#### Text extract

Parenting Advice with John Rosemond - When a child is 'hard' to read to

Parenting Advice with John Rosemond - When a child is 'hard' to read to

John Rosemond

Q: In your book on 2-year-olds, you recommend reading to a child from early on. My problem is that every time I attempt to read to my 16-month-old son he grabs the book away, closes it, or wants to flip the pages himself. If I try to take it back from him, the battle is on, one that I do not wish to engage in. I am an avid reader, and I had hoped to instill a love of reading in him as well. I certainly don’t want to make reading an unpleasant experience for him. I'm sure there is a very commonsense solution that I am simply missing, and I hope you will enlighten me.

    A: I have consulted the oracles of commonsense and they recommend that you simply wait until your son is older and try again. Yes, reading to a child from as early as possible is beneficial in many ways. It stimulates a child’s interest in books, enriches imagination, enhances language development, provides a setting for a very nurturing parent-child experience, and stimulates the growing brain. I don’t know of any studies demonstrating that reading to a child increases IQ (it would be difficult to impossible to isolate that one variable), but it seems logical to me that it would.
    So yes, I recommend that parents read to children from an early age.

########
#### Data segment

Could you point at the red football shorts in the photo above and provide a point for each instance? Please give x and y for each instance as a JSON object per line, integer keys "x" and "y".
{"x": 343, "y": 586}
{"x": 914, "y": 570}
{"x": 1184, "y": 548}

########

Requirements: List every benefit of reading to a child that the parenting column's answer names.

The reply:
- It stimulates a child's interest in books.
- It enriches imagination.
- It enhances language development.
- It provides a setting for a very nurturing parent-child experience.
- It stimulates the growing brain.